RECORD SET Block Start
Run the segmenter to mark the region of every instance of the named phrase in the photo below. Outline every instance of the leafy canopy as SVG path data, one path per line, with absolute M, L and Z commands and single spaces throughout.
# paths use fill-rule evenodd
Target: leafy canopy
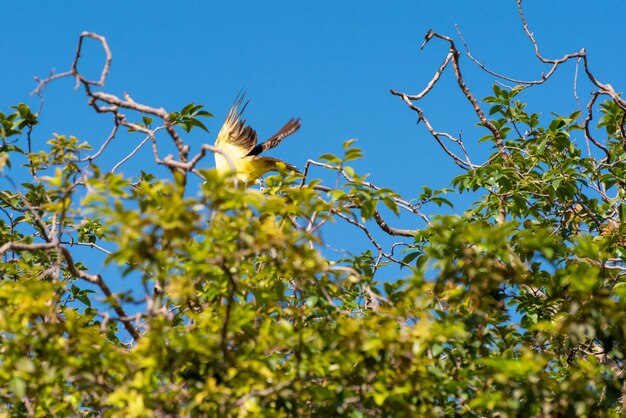
M 31 150 L 39 116 L 0 113 L 1 411 L 619 416 L 624 109 L 601 103 L 587 151 L 590 119 L 493 90 L 486 162 L 411 202 L 348 165 L 352 141 L 307 166 L 332 186 L 245 189 L 182 157 L 118 174 L 71 136 Z M 150 139 L 161 118 L 184 156 L 201 109 L 123 126 Z M 438 215 L 451 193 L 473 203 Z M 334 222 L 369 249 L 327 251 Z

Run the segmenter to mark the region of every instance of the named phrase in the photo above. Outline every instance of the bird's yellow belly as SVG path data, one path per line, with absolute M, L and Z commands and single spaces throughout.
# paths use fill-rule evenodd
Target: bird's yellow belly
M 228 156 L 230 157 L 230 154 L 228 154 Z M 252 162 L 249 161 L 249 157 L 231 157 L 230 162 L 232 163 L 232 166 L 222 154 L 215 153 L 215 168 L 221 174 L 232 173 L 234 168 L 237 180 L 243 183 L 251 183 L 262 175 L 262 173 L 255 173 L 256 170 L 254 170 Z

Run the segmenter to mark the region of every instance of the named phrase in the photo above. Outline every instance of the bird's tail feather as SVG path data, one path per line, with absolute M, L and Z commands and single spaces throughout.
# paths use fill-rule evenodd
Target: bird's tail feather
M 300 170 L 298 170 L 295 165 L 287 164 L 283 160 L 272 157 L 256 157 L 250 162 L 249 166 L 246 167 L 247 169 L 244 169 L 244 171 L 246 171 L 248 178 L 256 180 L 270 171 L 278 171 L 279 163 L 284 164 L 287 171 L 300 173 Z

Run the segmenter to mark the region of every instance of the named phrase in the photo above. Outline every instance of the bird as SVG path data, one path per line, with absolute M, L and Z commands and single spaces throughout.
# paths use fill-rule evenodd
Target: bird
M 243 100 L 244 95 L 238 95 L 217 134 L 215 148 L 226 154 L 232 162 L 231 166 L 222 153 L 215 152 L 215 167 L 218 173 L 232 172 L 234 168 L 237 180 L 248 186 L 265 173 L 278 171 L 279 163 L 284 164 L 289 171 L 299 172 L 294 165 L 260 154 L 276 147 L 283 139 L 300 129 L 300 119 L 291 118 L 267 141 L 257 144 L 256 131 L 241 117 L 249 103 L 248 101 L 243 103 Z

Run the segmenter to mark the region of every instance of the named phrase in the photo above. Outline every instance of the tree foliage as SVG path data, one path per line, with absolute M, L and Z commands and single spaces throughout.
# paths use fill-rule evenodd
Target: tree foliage
M 107 52 L 100 80 L 77 70 L 84 38 Z M 620 416 L 626 104 L 576 54 L 547 61 L 584 59 L 598 88 L 586 114 L 527 110 L 524 91 L 547 78 L 494 85 L 479 102 L 454 42 L 434 32 L 426 42 L 434 38 L 450 53 L 432 84 L 451 63 L 491 154 L 476 164 L 431 126 L 416 103 L 432 85 L 394 92 L 463 168 L 451 190 L 424 187 L 407 201 L 355 172 L 352 141 L 262 189 L 218 175 L 202 165 L 215 150 L 191 156 L 185 137 L 211 114 L 101 91 L 110 52 L 83 34 L 72 70 L 38 93 L 76 77 L 89 105 L 113 116 L 101 148 L 54 135 L 31 149 L 43 114 L 25 104 L 0 113 L 2 412 Z M 99 167 L 122 129 L 145 134 L 140 146 L 152 144 L 171 175 Z M 165 140 L 177 157 L 159 157 Z M 312 168 L 336 183 L 311 179 Z M 452 193 L 473 203 L 437 214 Z M 400 212 L 415 229 L 390 226 Z M 332 222 L 371 248 L 329 256 L 321 231 Z M 119 277 L 100 274 L 100 259 Z

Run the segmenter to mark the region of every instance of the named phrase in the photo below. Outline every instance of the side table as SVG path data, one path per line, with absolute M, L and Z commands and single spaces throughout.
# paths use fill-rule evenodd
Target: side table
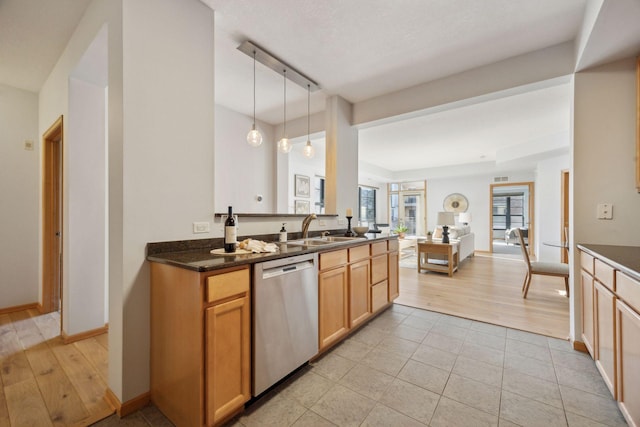
M 422 270 L 447 273 L 449 277 L 458 270 L 459 253 L 458 242 L 419 242 L 418 243 L 418 273 Z M 437 255 L 429 258 L 429 255 Z

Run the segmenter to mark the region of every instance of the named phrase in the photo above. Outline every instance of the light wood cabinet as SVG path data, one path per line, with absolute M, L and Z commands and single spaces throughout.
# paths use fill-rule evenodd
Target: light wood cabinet
M 151 400 L 175 425 L 219 425 L 251 398 L 249 267 L 151 263 Z
M 368 259 L 349 264 L 349 327 L 364 322 L 371 315 L 369 277 L 371 264 Z
M 605 384 L 616 397 L 615 296 L 597 280 L 593 285 L 595 361 Z
M 616 272 L 618 402 L 627 422 L 640 425 L 640 282 Z
M 393 245 L 392 245 L 393 243 Z M 389 278 L 388 278 L 388 301 L 392 302 L 400 295 L 400 269 L 398 255 L 398 241 L 389 241 Z
M 346 251 L 344 262 L 346 263 Z M 336 255 L 335 253 L 320 254 L 322 258 Z M 349 332 L 349 288 L 346 265 L 334 266 L 318 273 L 318 345 L 320 350 L 327 348 L 340 340 Z
M 593 276 L 585 270 L 580 271 L 582 288 L 582 342 L 591 357 L 595 358 L 594 319 L 593 319 Z

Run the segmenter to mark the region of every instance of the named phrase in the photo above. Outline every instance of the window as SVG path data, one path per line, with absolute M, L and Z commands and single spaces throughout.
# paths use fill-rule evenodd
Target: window
M 358 187 L 358 219 L 363 225 L 373 225 L 376 222 L 376 189 L 372 187 Z
M 492 209 L 494 230 L 524 227 L 524 193 L 494 195 Z
M 313 179 L 313 212 L 324 213 L 324 178 L 316 176 Z

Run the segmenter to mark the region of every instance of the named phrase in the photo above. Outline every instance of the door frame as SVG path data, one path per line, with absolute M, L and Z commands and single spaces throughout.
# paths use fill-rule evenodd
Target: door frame
M 62 317 L 63 118 L 42 135 L 42 309 Z M 60 322 L 62 326 L 62 322 Z
M 492 183 L 489 185 L 489 252 L 493 253 L 493 189 L 495 187 L 522 187 L 526 186 L 529 189 L 529 204 L 527 206 L 528 218 L 527 218 L 527 226 L 529 228 L 529 236 L 528 236 L 528 246 L 529 246 L 529 255 L 535 256 L 535 217 L 534 217 L 534 182 L 526 181 L 526 182 L 503 182 L 503 183 Z
M 566 247 L 560 250 L 560 262 L 569 263 L 569 170 L 560 171 L 560 241 Z M 566 230 L 566 231 L 565 231 Z

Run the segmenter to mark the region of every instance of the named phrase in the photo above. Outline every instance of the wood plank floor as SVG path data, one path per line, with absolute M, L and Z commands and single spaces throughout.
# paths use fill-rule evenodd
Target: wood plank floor
M 400 268 L 396 303 L 465 317 L 555 338 L 569 337 L 569 298 L 558 277 L 534 275 L 527 299 L 521 258 L 476 255 L 453 277 Z
M 106 337 L 65 345 L 58 313 L 0 315 L 0 427 L 87 426 L 112 414 Z

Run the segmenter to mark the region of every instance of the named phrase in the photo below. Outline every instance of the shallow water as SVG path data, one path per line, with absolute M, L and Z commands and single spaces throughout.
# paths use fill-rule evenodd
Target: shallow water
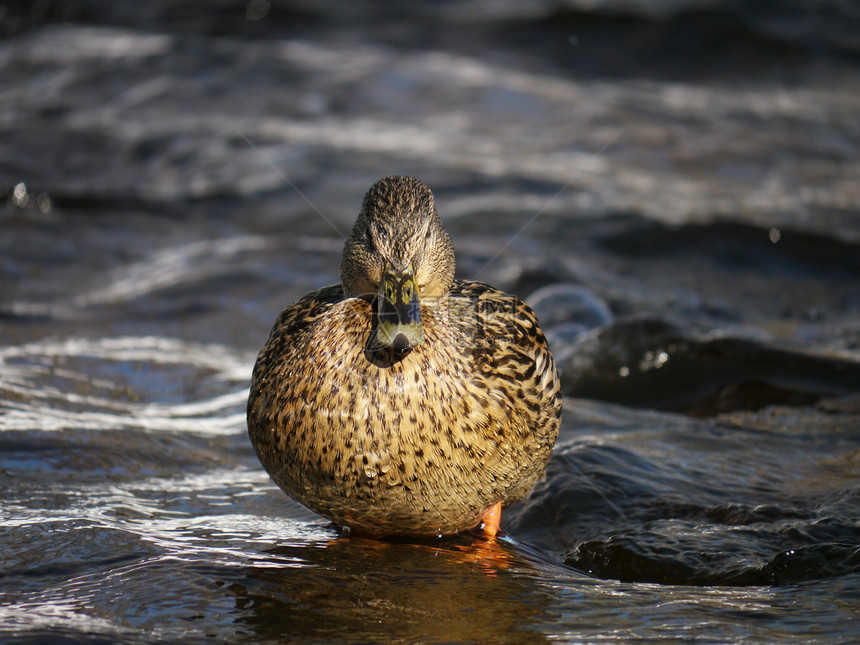
M 853 10 L 102 4 L 0 9 L 4 642 L 857 637 Z M 343 538 L 247 440 L 392 173 L 562 369 L 496 544 Z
RECORD SET Block End
Reproduce the data word for word; no pictures.

▸ TASK ANSWER:
Run the segmenter to mark the region of every instance of the named phrase in the photo below. Outline every instance of the leafy canopy as SVG path data, one path per line, with absolute M, L and Z commands and single spaces throughout.
# paths use fill-rule evenodd
Target: leafy canopy
M 31 150 L 39 116 L 0 113 L 1 411 L 619 416 L 624 109 L 601 103 L 587 151 L 590 119 L 493 90 L 486 162 L 411 202 L 348 165 L 352 141 L 307 166 L 332 186 L 245 189 L 182 157 L 118 174 L 71 136 Z M 150 139 L 161 118 L 184 156 L 201 109 L 123 126 Z M 438 215 L 451 193 L 473 203 Z M 334 222 L 369 249 L 327 251 Z

Run the segmenter to mark the region of every instance of the named phrase in the photo above. Outline every instance of the bird's yellow belly as SVG path data, one path per line, with absolute M, L and Z commands and single spaces throughout.
# paths use fill-rule evenodd
Target: bird's yellow belly
M 228 156 L 230 157 L 230 154 L 228 154 Z M 252 162 L 249 161 L 249 157 L 231 157 L 230 162 L 232 163 L 232 166 L 222 154 L 215 153 L 215 168 L 221 174 L 232 173 L 234 168 L 237 180 L 243 183 L 251 183 L 262 175 L 262 173 L 255 173 L 256 170 L 254 170 Z

Run the segmenter to mark the region of every instance of the named phrase in the photo above. Outline every instance of the bird's tail feather as SVG path data, one path per line, with absolute M, L and Z commands and single spaces throughout.
# paths use fill-rule evenodd
Target: bird's tail feather
M 300 170 L 298 170 L 295 165 L 287 164 L 283 160 L 272 157 L 256 157 L 250 162 L 249 166 L 246 167 L 247 169 L 244 169 L 244 171 L 246 171 L 248 178 L 256 180 L 270 171 L 278 171 L 279 163 L 284 164 L 287 171 L 300 173 Z

Run the segmenter to mark the region of every instance of the named phrase in the photo above. Outline every instance of the bird as SVG path data, one path per line, with absolute M, L and Z commands and single spaces throughout.
# paths use fill-rule evenodd
Target: bird
M 243 100 L 244 95 L 238 95 L 217 134 L 215 148 L 226 154 L 232 162 L 231 166 L 222 153 L 215 152 L 215 167 L 218 173 L 232 172 L 234 168 L 237 180 L 248 186 L 265 173 L 278 171 L 279 163 L 284 164 L 289 171 L 299 172 L 294 165 L 260 154 L 276 147 L 283 139 L 300 129 L 300 119 L 291 118 L 267 141 L 257 144 L 256 131 L 241 117 L 249 103 L 248 101 L 243 103 Z

Run the segmenter to mark the region of every instance of the named phrase in the photo above. Outline every instance of the tree foliage as SVG path data, one path per line, with absolute M, L and Z commands and single spaces throughout.
# paths use fill-rule evenodd
Target: tree foliage
M 107 52 L 100 80 L 77 70 L 84 38 Z M 620 416 L 626 104 L 576 54 L 547 61 L 584 59 L 598 88 L 586 114 L 527 110 L 524 91 L 547 78 L 494 85 L 479 102 L 454 42 L 434 32 L 426 42 L 434 38 L 450 53 L 432 84 L 451 63 L 491 154 L 476 164 L 431 126 L 416 103 L 432 85 L 394 92 L 463 168 L 451 190 L 424 187 L 407 201 L 355 172 L 352 141 L 262 189 L 218 175 L 202 165 L 215 150 L 191 156 L 185 137 L 211 114 L 101 91 L 110 52 L 83 34 L 72 70 L 38 93 L 76 77 L 89 105 L 113 116 L 101 148 L 54 135 L 31 149 L 43 114 L 25 104 L 0 113 L 2 412 Z M 99 167 L 122 129 L 145 134 L 140 146 L 152 144 L 171 175 Z M 165 140 L 177 157 L 159 157 Z M 312 168 L 336 183 L 311 179 Z M 452 193 L 473 203 L 437 214 Z M 400 212 L 415 229 L 390 226 Z M 332 222 L 371 248 L 329 256 L 321 231 Z M 119 277 L 100 274 L 100 259 Z

Run the segmenter to mark the region of every instance of the named phrase in the photo below. Outline every instance of the side table as SVG path data, one path per line, with absolute M, L and Z commands and single spaces throughout.
# paths use fill-rule evenodd
Target: side table
M 422 270 L 447 273 L 449 277 L 458 270 L 459 253 L 458 242 L 419 242 L 418 243 L 418 273 Z M 437 255 L 429 258 L 429 255 Z

Run the segmenter to mark the region of every instance of the named phrase in the photo above. Outline every instance of the light wood cabinet as SVG path data, one path per line, with absolute M, L and Z commands and single spaces throughout.
# paths use fill-rule evenodd
Target: light wood cabinet
M 151 400 L 175 425 L 219 425 L 251 398 L 249 267 L 151 263 Z
M 368 259 L 349 264 L 349 327 L 364 322 L 371 315 L 369 277 L 371 264 Z
M 605 384 L 616 397 L 615 296 L 597 280 L 593 285 L 595 361 Z
M 616 272 L 618 402 L 627 422 L 640 425 L 640 282 Z
M 393 245 L 392 245 L 393 243 Z M 389 278 L 388 278 L 388 301 L 392 302 L 400 295 L 400 269 L 398 255 L 398 241 L 389 241 Z
M 346 251 L 344 262 L 346 263 Z M 336 255 L 335 253 L 320 254 L 322 258 Z M 349 332 L 349 288 L 346 265 L 334 266 L 318 273 L 318 345 L 320 350 L 327 348 L 340 340 Z
M 593 276 L 585 270 L 580 271 L 582 288 L 582 342 L 591 357 L 595 358 L 594 319 L 593 319 Z

Run the segmenter to mark the region of every instance of the named phrase in the photo above. Outline every instance of the window as SVG path data, one path per line, with absolute M, L and Z commands and single spaces throughout.
# paths use fill-rule evenodd
Target: window
M 358 187 L 358 219 L 363 225 L 373 225 L 376 222 L 376 189 L 372 187 Z
M 492 209 L 494 230 L 524 227 L 524 193 L 494 195 Z
M 313 179 L 313 212 L 324 213 L 324 178 L 316 176 Z

Run the segmenter to mark the region of every instance of the named phrase in the photo above. Outline every instance of the door frame as SVG path data, one path per line, with absolute M, L and Z commands and single spaces throughout.
# paths use fill-rule evenodd
Target: door frame
M 62 317 L 63 118 L 42 135 L 42 309 Z M 60 322 L 62 326 L 62 322 Z
M 492 183 L 489 185 L 489 252 L 493 253 L 493 189 L 495 187 L 522 187 L 526 186 L 529 189 L 529 204 L 527 206 L 528 218 L 527 218 L 527 226 L 529 228 L 529 236 L 528 236 L 528 246 L 529 246 L 529 255 L 535 256 L 535 217 L 534 217 L 534 182 L 526 181 L 526 182 L 503 182 L 503 183 Z
M 566 247 L 560 250 L 560 262 L 569 263 L 569 170 L 560 171 L 560 241 Z M 566 230 L 566 231 L 565 231 Z

Run the segmenter to mark the region of every instance of the named phrase in the photo above. Outline every instance of the wood plank floor as SVG path data, one path per line, with absolute M, L and Z commands and single spaces throughout.
# paths use fill-rule evenodd
Target: wood plank floor
M 400 268 L 396 303 L 465 317 L 555 338 L 569 337 L 569 298 L 558 277 L 534 275 L 527 299 L 521 258 L 476 255 L 453 277 Z
M 106 337 L 65 345 L 58 313 L 0 315 L 0 427 L 87 426 L 112 414 Z

Run the segmenter to mark the region of every instance of the named phrase in the photo below. Outline every instance of the shallow water as SVG path data, one path per line, with absolute M, L and Z commands and single spaces throughout.
# paths use fill-rule evenodd
Target: shallow water
M 853 10 L 102 4 L 0 9 L 4 642 L 857 637 Z M 343 538 L 247 440 L 392 173 L 562 369 L 496 544 Z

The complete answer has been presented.